(Point annotation records)
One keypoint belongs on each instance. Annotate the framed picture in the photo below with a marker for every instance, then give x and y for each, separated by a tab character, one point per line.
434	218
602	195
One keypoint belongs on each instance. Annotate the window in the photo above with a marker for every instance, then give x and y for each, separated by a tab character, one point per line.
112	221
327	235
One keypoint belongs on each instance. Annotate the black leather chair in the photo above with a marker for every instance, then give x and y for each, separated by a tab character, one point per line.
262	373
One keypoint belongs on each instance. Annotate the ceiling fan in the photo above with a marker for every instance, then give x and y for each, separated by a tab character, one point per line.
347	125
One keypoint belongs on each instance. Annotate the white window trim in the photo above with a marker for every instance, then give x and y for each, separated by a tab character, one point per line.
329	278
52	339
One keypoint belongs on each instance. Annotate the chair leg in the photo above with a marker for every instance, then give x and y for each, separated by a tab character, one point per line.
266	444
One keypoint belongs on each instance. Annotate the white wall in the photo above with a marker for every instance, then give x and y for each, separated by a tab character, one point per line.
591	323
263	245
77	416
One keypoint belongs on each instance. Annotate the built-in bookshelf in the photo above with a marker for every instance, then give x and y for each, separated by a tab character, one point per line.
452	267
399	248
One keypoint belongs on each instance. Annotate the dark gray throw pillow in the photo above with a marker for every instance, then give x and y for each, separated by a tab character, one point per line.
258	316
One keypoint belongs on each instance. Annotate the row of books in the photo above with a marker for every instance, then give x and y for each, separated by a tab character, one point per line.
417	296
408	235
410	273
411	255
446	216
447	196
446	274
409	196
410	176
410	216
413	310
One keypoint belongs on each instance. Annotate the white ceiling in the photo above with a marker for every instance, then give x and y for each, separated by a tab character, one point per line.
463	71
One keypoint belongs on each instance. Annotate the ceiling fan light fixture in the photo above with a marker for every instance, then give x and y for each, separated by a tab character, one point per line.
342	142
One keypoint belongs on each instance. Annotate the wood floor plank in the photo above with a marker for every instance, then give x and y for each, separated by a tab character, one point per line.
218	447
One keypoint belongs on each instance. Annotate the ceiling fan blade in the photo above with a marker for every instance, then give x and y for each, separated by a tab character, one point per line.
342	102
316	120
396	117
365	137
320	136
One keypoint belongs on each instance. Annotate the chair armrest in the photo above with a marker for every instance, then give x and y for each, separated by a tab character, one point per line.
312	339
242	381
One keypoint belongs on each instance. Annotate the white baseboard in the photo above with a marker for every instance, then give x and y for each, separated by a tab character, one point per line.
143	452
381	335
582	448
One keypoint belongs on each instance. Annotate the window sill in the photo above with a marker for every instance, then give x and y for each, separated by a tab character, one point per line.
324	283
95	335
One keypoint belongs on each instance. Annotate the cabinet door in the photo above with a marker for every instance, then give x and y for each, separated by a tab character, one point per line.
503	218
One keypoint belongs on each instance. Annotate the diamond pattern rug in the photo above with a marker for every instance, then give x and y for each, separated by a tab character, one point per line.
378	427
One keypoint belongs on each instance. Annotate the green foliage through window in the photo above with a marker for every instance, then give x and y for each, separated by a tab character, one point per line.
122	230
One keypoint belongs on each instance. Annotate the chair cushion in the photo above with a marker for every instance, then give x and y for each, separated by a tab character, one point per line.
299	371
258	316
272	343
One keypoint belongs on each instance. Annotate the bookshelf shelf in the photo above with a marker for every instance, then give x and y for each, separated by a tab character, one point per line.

_TASK BRIEF_
Write out the whole listing exactly.

_ANSWER_
One keypoint belongs on each instance. Annotate the framed picture in the photo below with a marker for every instance, then give x and y for each, separated by a tab character, one point per line.
434	218
602	195
One keypoint belongs on each instance. Annotate the window in the photo above with a marker for every instance, then give x and y for each, separated by a tab character, one point per line.
112	221
327	235
One keypoint belongs on each instance. Annotate the black leather chair in the photo above with a marker for every instance, then give x and y for each, separated by a tab character, one point per line.
262	373
One keypoint belongs on each instance. Annotate the ceiling fan in the photo above with a marker for every instance, then give x and y for each, separated by a tab character, one point per line.
347	125
One keypoint belongs on each instance. Annotate the white window trim in the photo above with a marker for every instance, then give x and y for each, separated by a tab character, one point per line.
329	278
52	339
One keypoint belongs on each instance. Annotate the chair leg in the photo above with a marker for every instance, then give x and y for each, separated by a tab character, one point per line.
266	444
One keypoint belongs on each instance. Annotate the white wall in the photo above with a marker for every instance, then give x and y for each, separated by a tab character, one point per line.
591	323
263	245
77	416
One keypoint belongs on each instance. Annotate the built-in bookshelf in the photo above with a marker for every instance, then give x and y for each, separated by a tab character, one point per line.
452	267
399	248
One keypoint belongs on each instance. Annotate the dark gray throw pillow in the photo above with a marker for every instance, then give x and y for each, separated by a tab character, one point per line.
258	316
One keypoint belongs on each instance. Annotate the row of books in the photo above with a marker for every instance, then give x and y for each, separated by a tab character, one point per line.
417	296
408	235
410	273
411	255
446	216
447	196
446	274
409	196
410	176
410	216
413	310
One keypoint belongs on each instance. Annotate the white ceiling in the photo above with a marker for every instance, then give x and y for each, separated by a tab character, one point per line.
463	71
One keypoint belongs on each instance. Annotate the ceiling fan light fixture in the photo above with a marker for every instance, then give x and y for each, separated by a tab character, one point per line.
342	142
One keypoint belongs on each instance. Annotate the wood floor plank in the photo above with a marker for every instance, then give x and y for each, separated by a tab character, one point per line.
218	447
One keypoint belongs on each instance. Annotate the ceiling fan blade in the photo above with a marker for every instance, then give x and y for each, separated by a tab character, one point per line.
342	102
316	120
396	117
365	137
320	136
One keypoint belongs on each instance. Annotate the chair armrest in the photo above with a marker for every instance, then give x and y for each, separated by a tab character, one point per line.
312	339
242	381
One keypoint belongs on each instance. Annotate the white baseboard in the photo above with a marker for every instance, then give x and y for each, separated by a tab character, one point per line.
143	452
381	335
582	448
One keypoint belongs on each instance. Annotate the window sill in the photo above with a marker for every instance, then give x and y for each, separated by a tab character, one point per line.
324	283
95	335
One keypoint belongs on each instance. Annotate the cabinet door in the photo above with a marker for every instance, then give x and y for each, separated by a tab character, one point per line.
503	218
One keypoint belongs on each instance. Annotate the diamond pattern rug in the photo above with a marker for every instance, then give x and y for each, separated by a tab character, one point per line.
378	427
One keypoint belongs on each instance. Annotate the green foliage through window in the photo above with a marker for every instance, then give x and y for each, separated by a tab character, one point per line.
122	230
One keypoint belongs on each instance. Annotate the chair cushion in the photo above with a marker for every instance, then give x and y for each, separated by a tab character, one point per line.
299	371
258	316
272	343
One keypoint belongs on each instance. Annotate the bookshelf shelf in the photo above with a marker for every instance, then give x and y for each, separated by a tab character, one point per line.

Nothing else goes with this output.